• _Requirement_
Select each line in the rows below that contains the string "stalk", and copy those lines out.

Labeled-object pointing entries:
_____
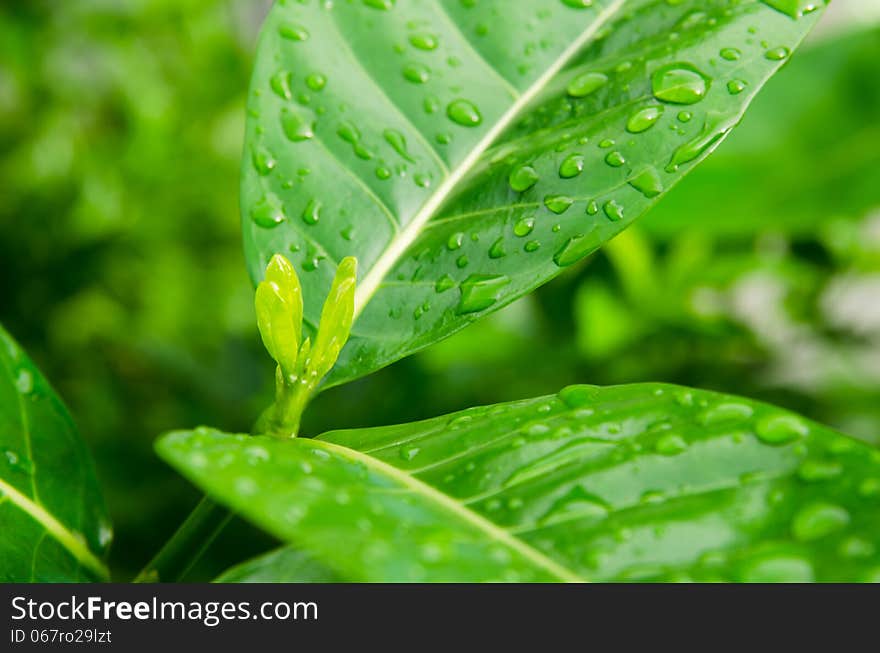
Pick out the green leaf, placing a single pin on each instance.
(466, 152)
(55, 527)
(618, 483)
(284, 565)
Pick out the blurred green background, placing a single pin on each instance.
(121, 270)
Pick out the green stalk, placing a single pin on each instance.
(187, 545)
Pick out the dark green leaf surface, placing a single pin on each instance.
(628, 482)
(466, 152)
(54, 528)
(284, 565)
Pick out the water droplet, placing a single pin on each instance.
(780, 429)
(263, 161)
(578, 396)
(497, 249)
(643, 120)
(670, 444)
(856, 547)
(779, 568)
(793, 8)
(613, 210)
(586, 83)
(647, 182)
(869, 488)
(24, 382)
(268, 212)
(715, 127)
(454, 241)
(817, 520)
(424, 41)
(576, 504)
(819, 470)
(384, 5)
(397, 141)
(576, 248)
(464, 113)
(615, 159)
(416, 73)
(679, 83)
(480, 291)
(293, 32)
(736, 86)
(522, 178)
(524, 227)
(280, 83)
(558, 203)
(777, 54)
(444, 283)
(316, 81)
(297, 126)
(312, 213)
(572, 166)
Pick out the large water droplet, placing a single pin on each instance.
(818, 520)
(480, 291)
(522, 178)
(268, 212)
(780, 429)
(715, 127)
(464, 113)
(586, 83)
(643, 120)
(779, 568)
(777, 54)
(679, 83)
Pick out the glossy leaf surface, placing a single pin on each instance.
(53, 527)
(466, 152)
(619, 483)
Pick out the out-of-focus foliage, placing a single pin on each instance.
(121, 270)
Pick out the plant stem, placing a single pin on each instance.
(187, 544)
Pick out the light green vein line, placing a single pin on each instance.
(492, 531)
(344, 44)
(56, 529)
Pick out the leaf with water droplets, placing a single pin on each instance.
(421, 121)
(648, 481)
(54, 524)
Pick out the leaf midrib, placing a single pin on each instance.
_____
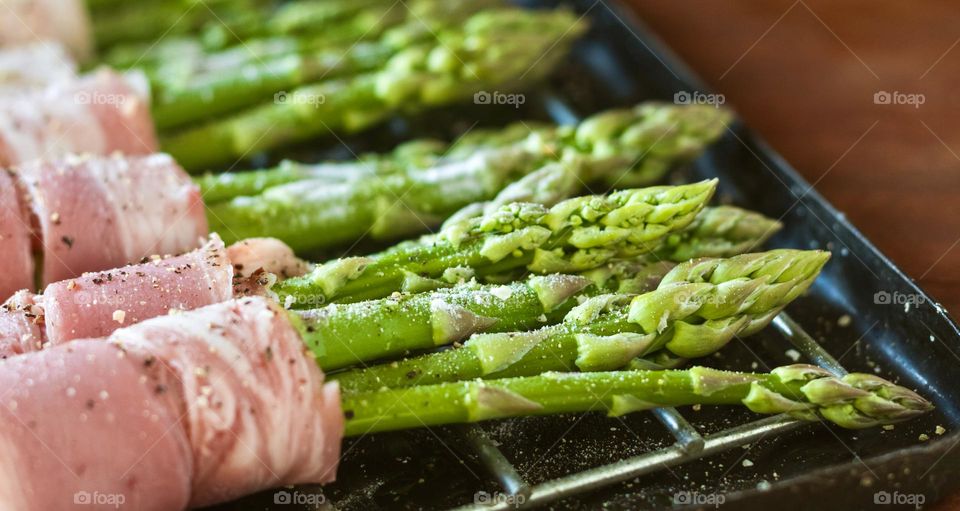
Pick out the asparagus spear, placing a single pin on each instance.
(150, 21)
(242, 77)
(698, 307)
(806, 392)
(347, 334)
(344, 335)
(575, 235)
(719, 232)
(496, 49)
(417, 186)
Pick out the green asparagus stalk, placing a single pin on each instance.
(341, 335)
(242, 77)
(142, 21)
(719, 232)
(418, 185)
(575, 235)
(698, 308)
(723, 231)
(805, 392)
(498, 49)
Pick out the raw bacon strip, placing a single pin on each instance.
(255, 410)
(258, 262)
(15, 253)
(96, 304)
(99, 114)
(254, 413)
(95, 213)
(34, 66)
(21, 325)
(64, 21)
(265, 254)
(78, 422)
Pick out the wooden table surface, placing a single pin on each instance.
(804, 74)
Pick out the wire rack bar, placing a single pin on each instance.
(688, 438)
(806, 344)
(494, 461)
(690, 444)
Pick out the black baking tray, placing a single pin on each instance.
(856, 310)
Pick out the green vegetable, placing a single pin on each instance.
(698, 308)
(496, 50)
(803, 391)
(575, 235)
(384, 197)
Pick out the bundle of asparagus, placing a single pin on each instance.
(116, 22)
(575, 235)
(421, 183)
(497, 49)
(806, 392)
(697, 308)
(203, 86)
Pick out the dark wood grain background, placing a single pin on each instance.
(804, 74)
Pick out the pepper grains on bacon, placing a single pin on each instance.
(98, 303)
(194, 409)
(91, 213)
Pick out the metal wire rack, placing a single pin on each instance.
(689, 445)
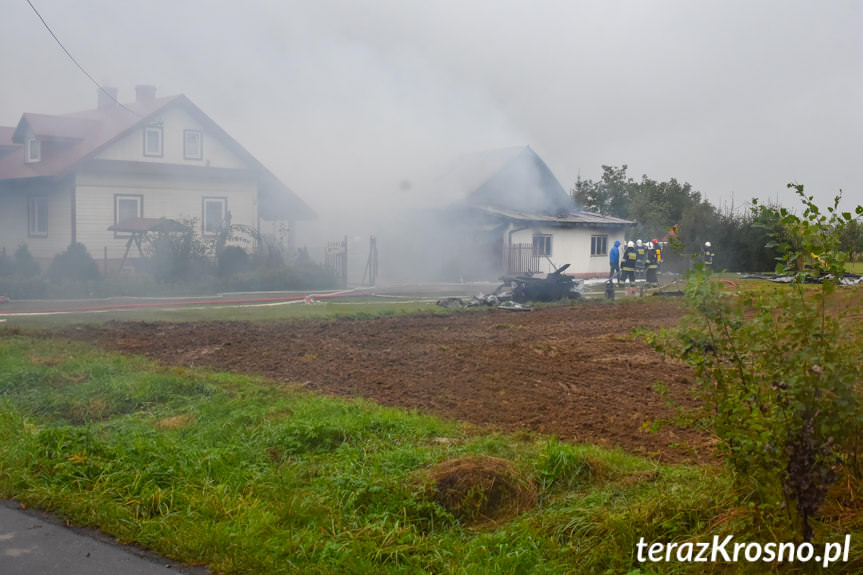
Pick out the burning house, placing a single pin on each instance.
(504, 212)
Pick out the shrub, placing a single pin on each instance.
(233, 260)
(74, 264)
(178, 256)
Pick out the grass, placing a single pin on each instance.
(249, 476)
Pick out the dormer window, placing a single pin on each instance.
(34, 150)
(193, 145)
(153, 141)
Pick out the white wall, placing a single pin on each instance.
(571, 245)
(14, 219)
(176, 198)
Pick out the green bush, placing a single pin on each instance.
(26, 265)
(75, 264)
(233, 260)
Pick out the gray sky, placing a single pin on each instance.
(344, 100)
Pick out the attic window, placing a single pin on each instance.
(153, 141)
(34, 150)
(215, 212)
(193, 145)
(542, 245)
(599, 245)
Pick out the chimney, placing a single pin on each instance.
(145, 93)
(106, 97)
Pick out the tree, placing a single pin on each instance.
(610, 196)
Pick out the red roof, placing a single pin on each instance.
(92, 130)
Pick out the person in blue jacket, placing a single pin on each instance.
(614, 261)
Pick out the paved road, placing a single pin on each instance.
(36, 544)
_____
• _Output_
Pick out the green stalk, placing a single pin on each instance.
Pick out the green asparagus stalk, placing a single pin on each instance.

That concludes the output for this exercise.